Challenge 1:
Using the passage on debate moderators below, decide whether each statement agrees with it. Answer yes or no for each, quoting the exact words of the passage that settle it.
(a) Candy Crowley will be the first woman in twenty years to moderate a presidential debate.
(b) The first presidential debate was held at the University of Denver.
(c) The photo was taken by Jim Lehrer.
Challenge 2: Rewrite the passage on debate moderators below between "Republican presidential nominee" and "(AP Photo/Charlie Neibergall)", inclusive, substituting "exchange greetings" for "shake hands".
Challenge 3: Extend the passage on debate moderators below, picking up after its final sentence.

Supplied text:
★ ★ ★ ★

Republican presidential nominee Mitt Romney and President Barack Obama shake hands during the first presidential debate at the University of Denver, Wednesday, October 3, 2012, in Denver. (AP Photo/Charlie Neibergall)
One thing we can all agree on: no woman moderator could possibly match Jim Lehrer’s masterful command of the first presidential debate. The sharp, wide-ranging questions! The shrewd follow-ups! The nimble way he kept the whole thing on track and moving right along! A woman would surely have been cowed (note that gendered verb) by the two masters of the universe rabbiting on up there and decided just to let them go at each other while she planned her next dinner party and wondered if TV was making her face look orange. I really worry about Candy Crowley, who will be the first woman to moderate a presidential debate in twenty years when she conducts a “town hall” later this month. How can she possibly measure up?

★ ★ ★ ★

Given records:
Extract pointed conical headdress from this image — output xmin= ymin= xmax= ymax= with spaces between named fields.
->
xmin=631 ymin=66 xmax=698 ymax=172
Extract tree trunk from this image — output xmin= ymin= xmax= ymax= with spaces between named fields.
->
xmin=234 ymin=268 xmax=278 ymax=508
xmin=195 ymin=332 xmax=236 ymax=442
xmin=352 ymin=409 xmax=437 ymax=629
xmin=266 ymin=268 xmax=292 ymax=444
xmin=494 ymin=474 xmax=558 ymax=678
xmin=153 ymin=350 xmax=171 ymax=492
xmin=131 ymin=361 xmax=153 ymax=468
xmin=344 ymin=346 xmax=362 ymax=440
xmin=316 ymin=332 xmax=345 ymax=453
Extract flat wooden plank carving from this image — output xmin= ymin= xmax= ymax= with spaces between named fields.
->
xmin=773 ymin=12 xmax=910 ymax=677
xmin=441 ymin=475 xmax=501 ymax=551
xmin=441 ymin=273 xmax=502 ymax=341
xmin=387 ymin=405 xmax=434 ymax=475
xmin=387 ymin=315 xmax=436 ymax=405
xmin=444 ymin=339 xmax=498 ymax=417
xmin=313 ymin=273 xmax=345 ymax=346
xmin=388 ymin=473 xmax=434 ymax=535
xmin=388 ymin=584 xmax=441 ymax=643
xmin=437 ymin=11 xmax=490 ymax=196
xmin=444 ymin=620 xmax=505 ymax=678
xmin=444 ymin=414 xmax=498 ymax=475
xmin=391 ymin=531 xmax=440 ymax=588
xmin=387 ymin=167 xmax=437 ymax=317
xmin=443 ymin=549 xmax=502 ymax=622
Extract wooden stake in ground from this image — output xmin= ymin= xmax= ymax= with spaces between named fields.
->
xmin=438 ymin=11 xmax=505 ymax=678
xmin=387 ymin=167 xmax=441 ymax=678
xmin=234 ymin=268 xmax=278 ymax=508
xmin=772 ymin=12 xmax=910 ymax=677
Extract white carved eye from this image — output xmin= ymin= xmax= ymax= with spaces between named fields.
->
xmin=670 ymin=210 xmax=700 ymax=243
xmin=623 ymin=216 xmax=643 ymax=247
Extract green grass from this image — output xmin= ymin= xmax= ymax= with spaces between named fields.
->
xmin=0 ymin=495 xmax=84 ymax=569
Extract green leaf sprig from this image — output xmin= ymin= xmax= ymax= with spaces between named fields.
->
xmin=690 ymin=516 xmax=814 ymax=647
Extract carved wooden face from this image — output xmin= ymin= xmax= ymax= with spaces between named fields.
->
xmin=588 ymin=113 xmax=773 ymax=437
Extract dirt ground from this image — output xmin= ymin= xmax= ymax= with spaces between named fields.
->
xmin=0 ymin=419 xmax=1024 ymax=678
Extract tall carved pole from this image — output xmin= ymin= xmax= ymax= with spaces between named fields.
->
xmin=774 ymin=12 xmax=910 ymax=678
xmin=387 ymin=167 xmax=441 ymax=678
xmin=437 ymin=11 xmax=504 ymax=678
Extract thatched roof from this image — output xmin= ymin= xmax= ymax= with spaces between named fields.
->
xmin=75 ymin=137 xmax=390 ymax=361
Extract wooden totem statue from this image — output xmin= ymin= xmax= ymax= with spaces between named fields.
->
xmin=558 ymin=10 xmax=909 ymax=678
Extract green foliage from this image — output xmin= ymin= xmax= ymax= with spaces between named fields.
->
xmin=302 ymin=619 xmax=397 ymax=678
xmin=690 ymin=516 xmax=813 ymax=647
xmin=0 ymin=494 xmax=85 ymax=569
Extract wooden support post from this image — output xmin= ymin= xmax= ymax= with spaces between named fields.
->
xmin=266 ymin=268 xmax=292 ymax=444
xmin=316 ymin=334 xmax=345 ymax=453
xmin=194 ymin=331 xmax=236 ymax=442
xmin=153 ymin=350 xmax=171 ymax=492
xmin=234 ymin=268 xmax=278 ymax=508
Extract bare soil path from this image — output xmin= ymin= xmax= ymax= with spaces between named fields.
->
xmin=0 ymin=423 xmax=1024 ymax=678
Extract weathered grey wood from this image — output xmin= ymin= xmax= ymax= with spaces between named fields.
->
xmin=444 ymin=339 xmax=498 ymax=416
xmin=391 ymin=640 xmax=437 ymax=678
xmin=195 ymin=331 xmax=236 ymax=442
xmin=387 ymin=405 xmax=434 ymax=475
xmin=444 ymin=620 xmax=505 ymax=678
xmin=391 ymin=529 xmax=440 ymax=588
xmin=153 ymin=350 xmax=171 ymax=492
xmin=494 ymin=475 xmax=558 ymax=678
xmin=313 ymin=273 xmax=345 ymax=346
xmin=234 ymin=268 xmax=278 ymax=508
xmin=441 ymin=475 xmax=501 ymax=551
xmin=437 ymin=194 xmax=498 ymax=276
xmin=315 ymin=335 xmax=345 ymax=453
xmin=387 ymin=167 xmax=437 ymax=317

★ ★ ★ ★

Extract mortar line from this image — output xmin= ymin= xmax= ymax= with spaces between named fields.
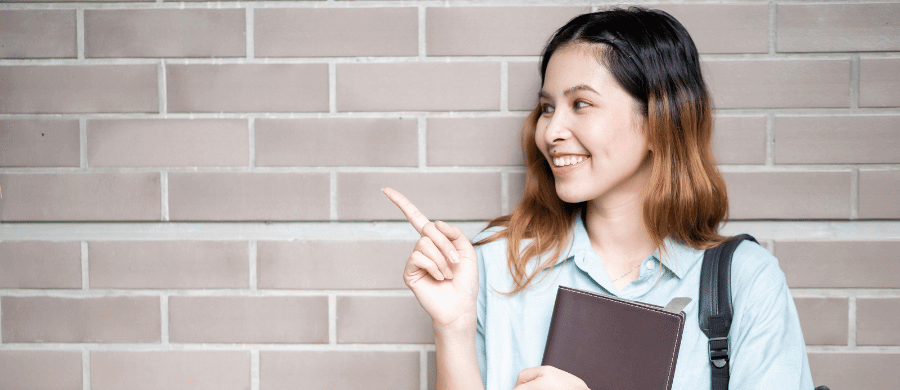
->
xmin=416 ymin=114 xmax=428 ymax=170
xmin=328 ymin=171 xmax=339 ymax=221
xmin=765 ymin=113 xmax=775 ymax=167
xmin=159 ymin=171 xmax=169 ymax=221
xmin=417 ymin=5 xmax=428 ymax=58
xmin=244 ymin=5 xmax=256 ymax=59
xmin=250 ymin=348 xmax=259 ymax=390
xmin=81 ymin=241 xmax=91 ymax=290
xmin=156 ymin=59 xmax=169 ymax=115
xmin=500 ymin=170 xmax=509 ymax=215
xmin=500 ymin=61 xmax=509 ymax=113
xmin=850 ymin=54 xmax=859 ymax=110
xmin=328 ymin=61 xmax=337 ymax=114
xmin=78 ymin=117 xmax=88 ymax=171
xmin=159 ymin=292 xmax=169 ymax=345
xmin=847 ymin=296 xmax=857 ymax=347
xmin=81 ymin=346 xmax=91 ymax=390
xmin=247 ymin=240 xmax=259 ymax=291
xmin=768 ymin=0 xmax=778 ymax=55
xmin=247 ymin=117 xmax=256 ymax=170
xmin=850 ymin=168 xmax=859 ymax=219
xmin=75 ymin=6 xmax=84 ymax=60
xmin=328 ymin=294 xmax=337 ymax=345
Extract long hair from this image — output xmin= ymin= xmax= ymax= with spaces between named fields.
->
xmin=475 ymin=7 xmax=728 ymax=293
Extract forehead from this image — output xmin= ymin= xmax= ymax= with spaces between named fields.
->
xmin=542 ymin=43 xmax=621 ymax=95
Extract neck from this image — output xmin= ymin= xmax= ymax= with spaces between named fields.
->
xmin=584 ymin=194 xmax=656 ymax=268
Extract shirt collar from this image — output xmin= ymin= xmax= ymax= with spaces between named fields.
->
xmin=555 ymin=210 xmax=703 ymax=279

★ ★ ★ ★

Exercise result 1:
(a) Yes: "who will be the first woman to moderate a presidential debate in twenty years"
(b) Yes: "during the first presidential debate at the University of Denver"
(c) No: "(AP Photo/Charlie Neibergall)"

Exercise result 2:
Republican presidential nominee Mitt Romney and President Barack Obama exchange greetings during the first presidential debate at the University of Denver, Wednesday, October 3, 2012, in Denver. (AP Photo/Charlie Neibergall)

Exercise result 3:
As has been noted, the word “women” was not uttered once the whole evening. There were anecdotes about the misfortunes of this woman or that encountered on the campaign trail, but no mention of abortion rights, the contraceptive coverage mandate, equal pay—the stuff of countless news stories in the months leading up to the debate—let alone the disproportionate effects on women of public sector job cuts, proposed Social Security cutbacks or Romney’s promised overturn of the Affordable Care Act. This, after all those direct appeals to women voters, all that fuss over transvaginal ultrasounds, the Violence Against Women Act, Sandra Fluke and “legitimate rape.” Both conventions played to the female vote, with lots of impressive women onstage and a virtual Homeric catalog of heroic mothers and grandmothers (what, no aunts?). The Democrats promoted their actual policies—go Lilly Ledbetter! Republicans, who couldn’t do that, went with Ann Romney’s “I love you, women!” But when it mattered, nada.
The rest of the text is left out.